- **EXERCISE PROMPT**
Return, exactly, the line that contains "Where can the woman's" together with all lines after it to the end of the entries, and no further lines.

***** DATA FOR THIS TASK *****

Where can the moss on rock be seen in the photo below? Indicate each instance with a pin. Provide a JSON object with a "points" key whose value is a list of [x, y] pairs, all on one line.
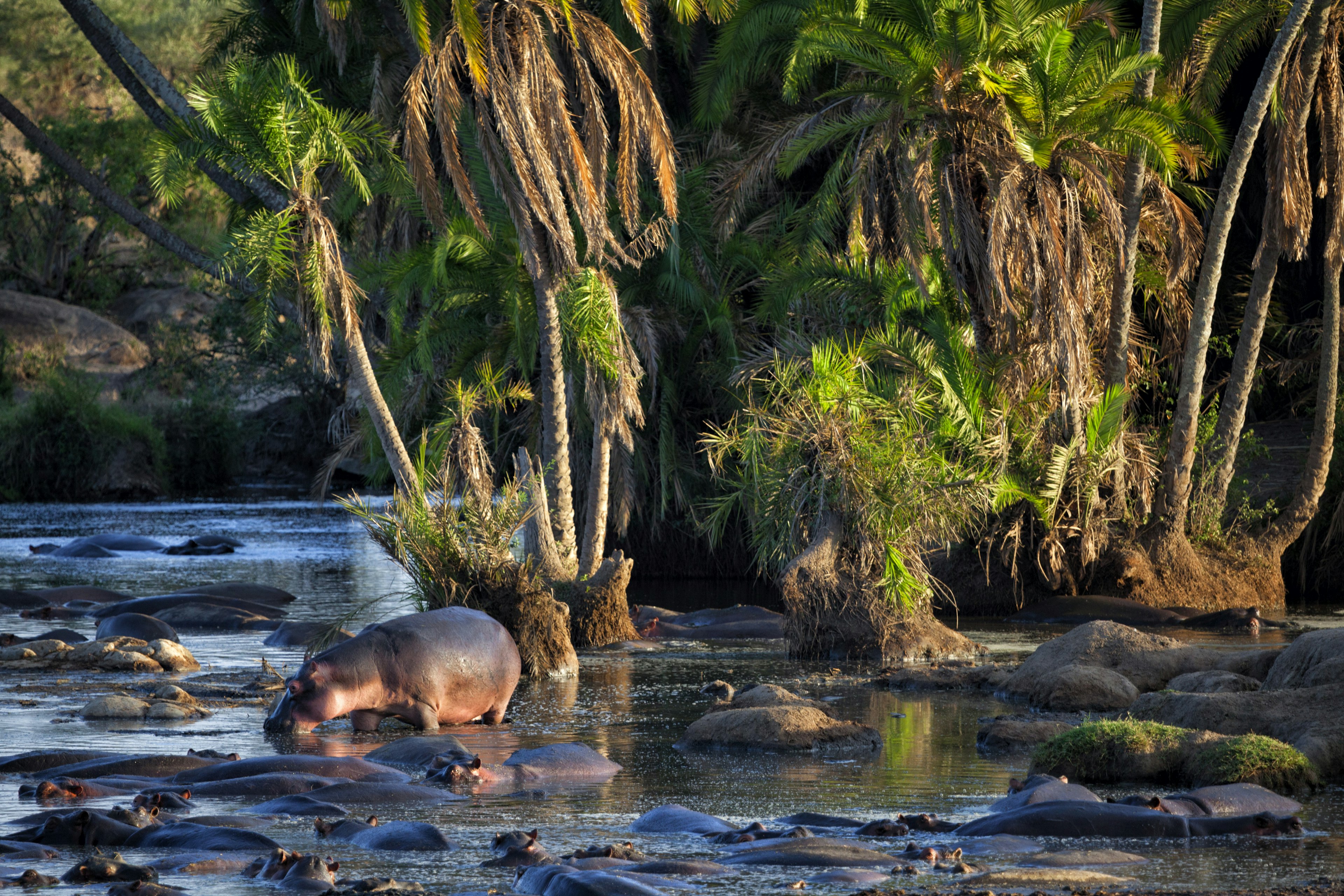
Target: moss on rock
{"points": [[1134, 750]]}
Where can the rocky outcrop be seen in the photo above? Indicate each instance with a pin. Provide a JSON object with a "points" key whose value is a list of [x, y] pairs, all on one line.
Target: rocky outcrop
{"points": [[1310, 719], [1105, 667], [1314, 659], [109, 655], [86, 340], [768, 718]]}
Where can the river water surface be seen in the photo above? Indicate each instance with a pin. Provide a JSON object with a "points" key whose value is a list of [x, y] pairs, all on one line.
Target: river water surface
{"points": [[632, 708]]}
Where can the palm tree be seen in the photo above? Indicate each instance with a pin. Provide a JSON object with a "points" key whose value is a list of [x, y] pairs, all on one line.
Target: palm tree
{"points": [[265, 119], [1172, 547], [525, 81]]}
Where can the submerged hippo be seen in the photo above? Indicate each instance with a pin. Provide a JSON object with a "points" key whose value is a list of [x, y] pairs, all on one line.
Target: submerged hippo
{"points": [[1041, 789], [136, 625], [100, 868], [554, 762], [186, 835], [678, 820], [351, 768], [1116, 820], [448, 667]]}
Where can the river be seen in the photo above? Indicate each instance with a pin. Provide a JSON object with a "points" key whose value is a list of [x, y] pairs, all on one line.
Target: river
{"points": [[630, 707]]}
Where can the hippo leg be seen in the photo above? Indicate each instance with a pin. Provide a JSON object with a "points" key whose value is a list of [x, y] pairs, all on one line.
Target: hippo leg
{"points": [[365, 719]]}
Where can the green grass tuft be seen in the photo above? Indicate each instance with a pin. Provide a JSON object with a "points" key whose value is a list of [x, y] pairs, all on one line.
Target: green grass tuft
{"points": [[1256, 760]]}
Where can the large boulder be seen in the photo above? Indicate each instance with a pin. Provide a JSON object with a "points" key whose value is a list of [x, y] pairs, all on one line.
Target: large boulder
{"points": [[1310, 719], [1088, 670], [88, 342], [768, 718], [1314, 659]]}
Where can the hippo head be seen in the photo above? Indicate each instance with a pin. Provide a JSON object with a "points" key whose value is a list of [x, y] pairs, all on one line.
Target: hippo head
{"points": [[1273, 825], [308, 700]]}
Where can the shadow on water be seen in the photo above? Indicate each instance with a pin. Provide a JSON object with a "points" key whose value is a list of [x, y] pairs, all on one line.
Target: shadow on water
{"points": [[632, 708]]}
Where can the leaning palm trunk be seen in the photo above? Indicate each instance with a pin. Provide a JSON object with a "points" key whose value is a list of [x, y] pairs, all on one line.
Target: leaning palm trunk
{"points": [[1123, 289], [1289, 526], [1288, 218], [1172, 546]]}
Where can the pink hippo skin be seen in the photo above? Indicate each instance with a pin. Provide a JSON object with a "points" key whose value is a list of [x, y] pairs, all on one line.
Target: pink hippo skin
{"points": [[444, 667]]}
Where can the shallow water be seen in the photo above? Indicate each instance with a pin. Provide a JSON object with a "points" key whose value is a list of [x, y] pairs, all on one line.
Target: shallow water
{"points": [[630, 707]]}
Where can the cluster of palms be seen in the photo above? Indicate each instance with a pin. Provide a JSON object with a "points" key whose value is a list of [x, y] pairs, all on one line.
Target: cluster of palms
{"points": [[885, 272]]}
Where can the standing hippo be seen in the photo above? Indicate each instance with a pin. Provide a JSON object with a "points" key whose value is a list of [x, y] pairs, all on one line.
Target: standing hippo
{"points": [[448, 665], [1116, 820]]}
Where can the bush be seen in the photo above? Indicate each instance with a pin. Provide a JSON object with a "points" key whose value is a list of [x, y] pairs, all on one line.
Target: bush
{"points": [[65, 445]]}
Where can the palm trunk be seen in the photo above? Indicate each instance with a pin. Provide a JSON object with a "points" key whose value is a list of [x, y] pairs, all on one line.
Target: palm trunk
{"points": [[1123, 289], [600, 483], [555, 425], [1181, 449], [371, 397], [1232, 414]]}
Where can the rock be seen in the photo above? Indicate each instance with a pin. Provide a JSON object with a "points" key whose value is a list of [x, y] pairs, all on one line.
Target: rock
{"points": [[128, 662], [142, 311], [947, 676], [1147, 662], [1310, 719], [1038, 878], [1214, 681], [1007, 734], [777, 729], [1076, 688], [88, 342], [115, 707], [1314, 659], [174, 657]]}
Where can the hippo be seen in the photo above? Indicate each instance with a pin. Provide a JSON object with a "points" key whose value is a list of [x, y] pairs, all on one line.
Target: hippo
{"points": [[163, 800], [1074, 819], [818, 820], [1041, 789], [816, 852], [306, 635], [100, 868], [882, 828], [311, 875], [251, 592], [64, 788], [96, 546], [136, 625], [377, 793], [201, 547], [351, 768], [140, 765], [22, 600], [683, 868], [554, 762], [678, 820], [277, 784], [296, 805], [191, 836], [448, 667], [420, 751], [27, 879], [156, 606], [1092, 608], [1219, 800], [400, 836], [926, 821], [81, 828], [83, 593], [627, 851]]}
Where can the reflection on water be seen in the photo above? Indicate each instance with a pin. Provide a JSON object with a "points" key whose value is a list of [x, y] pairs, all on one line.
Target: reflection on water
{"points": [[631, 708]]}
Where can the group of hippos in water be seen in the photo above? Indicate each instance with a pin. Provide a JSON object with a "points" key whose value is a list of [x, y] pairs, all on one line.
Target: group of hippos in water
{"points": [[164, 792]]}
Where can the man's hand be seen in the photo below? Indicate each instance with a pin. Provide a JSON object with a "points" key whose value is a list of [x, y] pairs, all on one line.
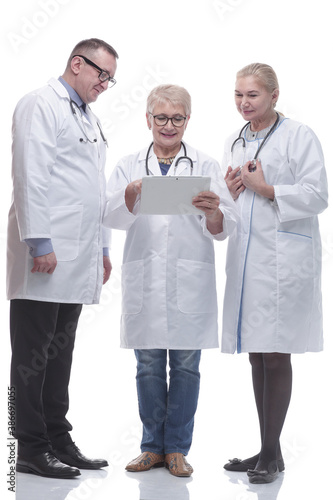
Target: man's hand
{"points": [[45, 263], [107, 268]]}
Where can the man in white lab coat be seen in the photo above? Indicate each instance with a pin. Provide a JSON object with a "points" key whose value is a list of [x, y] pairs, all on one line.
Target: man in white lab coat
{"points": [[57, 251]]}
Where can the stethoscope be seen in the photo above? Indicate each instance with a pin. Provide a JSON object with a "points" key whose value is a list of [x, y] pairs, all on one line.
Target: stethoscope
{"points": [[185, 157], [78, 115], [241, 138]]}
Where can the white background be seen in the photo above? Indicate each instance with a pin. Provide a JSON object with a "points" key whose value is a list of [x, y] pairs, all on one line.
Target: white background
{"points": [[199, 44]]}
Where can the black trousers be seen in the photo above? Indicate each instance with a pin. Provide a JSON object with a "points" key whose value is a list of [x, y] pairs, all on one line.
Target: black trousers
{"points": [[42, 340]]}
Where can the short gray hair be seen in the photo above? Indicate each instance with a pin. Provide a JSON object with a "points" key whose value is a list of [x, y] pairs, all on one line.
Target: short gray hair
{"points": [[263, 72], [89, 47], [172, 94]]}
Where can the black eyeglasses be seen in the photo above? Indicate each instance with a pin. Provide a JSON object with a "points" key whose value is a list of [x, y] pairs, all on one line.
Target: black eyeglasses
{"points": [[162, 120], [103, 75]]}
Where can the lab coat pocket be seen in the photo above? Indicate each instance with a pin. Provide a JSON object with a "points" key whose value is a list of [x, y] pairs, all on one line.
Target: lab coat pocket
{"points": [[196, 287], [65, 231], [132, 287], [295, 257]]}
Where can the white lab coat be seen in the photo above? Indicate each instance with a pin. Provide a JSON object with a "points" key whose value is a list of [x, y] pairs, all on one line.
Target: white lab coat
{"points": [[59, 193], [273, 295], [168, 272]]}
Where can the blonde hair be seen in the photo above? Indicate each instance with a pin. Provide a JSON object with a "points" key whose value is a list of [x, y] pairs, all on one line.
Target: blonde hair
{"points": [[263, 72], [172, 94]]}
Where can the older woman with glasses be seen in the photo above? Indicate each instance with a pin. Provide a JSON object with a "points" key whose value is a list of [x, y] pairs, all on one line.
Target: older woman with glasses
{"points": [[169, 310]]}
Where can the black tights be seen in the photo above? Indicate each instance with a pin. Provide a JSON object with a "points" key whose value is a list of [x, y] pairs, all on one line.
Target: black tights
{"points": [[272, 382]]}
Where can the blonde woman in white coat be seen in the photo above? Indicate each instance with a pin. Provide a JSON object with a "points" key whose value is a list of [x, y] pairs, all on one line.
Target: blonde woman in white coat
{"points": [[169, 307], [272, 304]]}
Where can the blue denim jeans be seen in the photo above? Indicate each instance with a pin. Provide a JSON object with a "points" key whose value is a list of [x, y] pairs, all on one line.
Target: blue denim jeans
{"points": [[167, 410]]}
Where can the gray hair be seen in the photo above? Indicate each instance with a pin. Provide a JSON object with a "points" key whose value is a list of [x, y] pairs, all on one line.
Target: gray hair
{"points": [[172, 94], [89, 47], [263, 72]]}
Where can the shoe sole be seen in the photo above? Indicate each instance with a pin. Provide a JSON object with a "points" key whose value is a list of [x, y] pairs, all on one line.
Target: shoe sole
{"points": [[245, 466], [188, 474], [155, 466], [28, 470]]}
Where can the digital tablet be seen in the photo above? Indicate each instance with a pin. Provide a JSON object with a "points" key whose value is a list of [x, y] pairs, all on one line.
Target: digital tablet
{"points": [[171, 195]]}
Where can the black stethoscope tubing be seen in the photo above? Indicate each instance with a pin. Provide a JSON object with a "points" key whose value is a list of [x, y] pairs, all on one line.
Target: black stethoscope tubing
{"points": [[185, 157], [269, 133], [81, 125]]}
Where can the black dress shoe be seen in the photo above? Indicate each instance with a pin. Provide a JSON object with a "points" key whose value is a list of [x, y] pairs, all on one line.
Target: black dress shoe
{"points": [[263, 476], [71, 455], [47, 465]]}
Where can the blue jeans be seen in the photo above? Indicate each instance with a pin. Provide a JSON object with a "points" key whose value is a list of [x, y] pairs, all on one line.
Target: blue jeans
{"points": [[167, 412]]}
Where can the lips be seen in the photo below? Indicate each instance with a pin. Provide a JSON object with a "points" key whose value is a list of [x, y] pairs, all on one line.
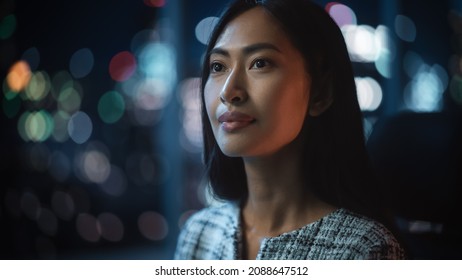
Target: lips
{"points": [[232, 121]]}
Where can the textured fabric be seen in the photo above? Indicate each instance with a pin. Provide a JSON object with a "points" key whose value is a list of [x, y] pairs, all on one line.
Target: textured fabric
{"points": [[214, 233]]}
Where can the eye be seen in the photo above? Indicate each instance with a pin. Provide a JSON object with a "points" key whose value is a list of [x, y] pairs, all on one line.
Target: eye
{"points": [[260, 63], [216, 67]]}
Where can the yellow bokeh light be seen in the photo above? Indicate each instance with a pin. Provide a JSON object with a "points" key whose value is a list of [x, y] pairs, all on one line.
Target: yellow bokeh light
{"points": [[19, 76]]}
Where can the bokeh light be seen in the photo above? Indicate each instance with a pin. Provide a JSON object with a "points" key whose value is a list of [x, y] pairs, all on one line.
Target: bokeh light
{"points": [[7, 26], [386, 52], [61, 121], [456, 89], [204, 29], [69, 99], [96, 166], [424, 92], [111, 107], [18, 76], [122, 66], [80, 127], [369, 93], [142, 37], [361, 42], [81, 63], [342, 14], [39, 126], [405, 28], [153, 225], [158, 62]]}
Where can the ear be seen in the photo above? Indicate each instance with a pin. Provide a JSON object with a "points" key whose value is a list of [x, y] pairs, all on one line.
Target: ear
{"points": [[318, 107]]}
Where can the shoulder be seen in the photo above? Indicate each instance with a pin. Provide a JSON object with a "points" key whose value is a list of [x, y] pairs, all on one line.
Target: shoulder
{"points": [[205, 230], [361, 237]]}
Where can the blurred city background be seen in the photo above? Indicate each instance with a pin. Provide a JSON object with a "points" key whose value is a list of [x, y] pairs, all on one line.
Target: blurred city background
{"points": [[100, 147]]}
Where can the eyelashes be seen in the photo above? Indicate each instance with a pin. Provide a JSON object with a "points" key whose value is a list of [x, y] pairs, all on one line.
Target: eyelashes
{"points": [[259, 63]]}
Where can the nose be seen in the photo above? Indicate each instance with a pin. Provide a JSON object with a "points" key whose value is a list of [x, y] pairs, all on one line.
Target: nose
{"points": [[234, 90]]}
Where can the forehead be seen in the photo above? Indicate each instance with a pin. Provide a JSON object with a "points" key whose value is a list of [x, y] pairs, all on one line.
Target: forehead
{"points": [[251, 27]]}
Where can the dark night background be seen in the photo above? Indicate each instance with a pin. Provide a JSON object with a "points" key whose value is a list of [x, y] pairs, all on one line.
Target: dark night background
{"points": [[83, 178]]}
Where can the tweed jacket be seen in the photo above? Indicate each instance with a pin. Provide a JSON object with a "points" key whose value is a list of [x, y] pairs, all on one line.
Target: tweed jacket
{"points": [[214, 233]]}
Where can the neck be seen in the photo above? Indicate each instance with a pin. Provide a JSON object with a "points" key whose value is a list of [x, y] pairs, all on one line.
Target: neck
{"points": [[278, 200]]}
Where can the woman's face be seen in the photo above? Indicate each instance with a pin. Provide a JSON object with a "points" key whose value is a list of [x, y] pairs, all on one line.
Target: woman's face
{"points": [[257, 93]]}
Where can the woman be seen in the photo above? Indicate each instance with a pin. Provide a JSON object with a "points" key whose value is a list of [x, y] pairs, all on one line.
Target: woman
{"points": [[284, 143]]}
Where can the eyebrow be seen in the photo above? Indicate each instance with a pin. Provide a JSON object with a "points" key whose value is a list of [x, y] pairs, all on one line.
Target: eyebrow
{"points": [[247, 50]]}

*****

- **IN RESPONSE**
Where can the woman's face be seen in the photo above? Indicate each instance with a pin. Provide a JSON object with a "points" key whose value is a list of [x, y] pairs, all on one line.
Target: woman's face
{"points": [[257, 93]]}
Where can the woman be seen in the photo above? Indicate each instance with a pin. Provide a JSON object with a "points" key whose value is a list of [x, y] pairs, all on one line.
Target: woman
{"points": [[284, 143]]}
Where can the eyebrow be seen in the photo above? Indicate each instance with a pin. Provide a JSON object with a "points" key whose value is a list of [x, y] pairs, all on one line.
Target: eyebrow
{"points": [[247, 50]]}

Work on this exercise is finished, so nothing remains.